Action item: Each record must be reproduced exactly as it is shown.

Dataset:
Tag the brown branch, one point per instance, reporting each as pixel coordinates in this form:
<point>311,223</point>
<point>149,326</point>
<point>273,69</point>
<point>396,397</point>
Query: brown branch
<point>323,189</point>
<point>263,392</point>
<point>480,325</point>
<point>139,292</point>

Result of the task:
Tag the brown branch, one point per instance, reporting each as pixel coordinates in this form:
<point>311,223</point>
<point>149,326</point>
<point>273,69</point>
<point>396,397</point>
Query: brown branch
<point>323,189</point>
<point>263,392</point>
<point>480,325</point>
<point>139,292</point>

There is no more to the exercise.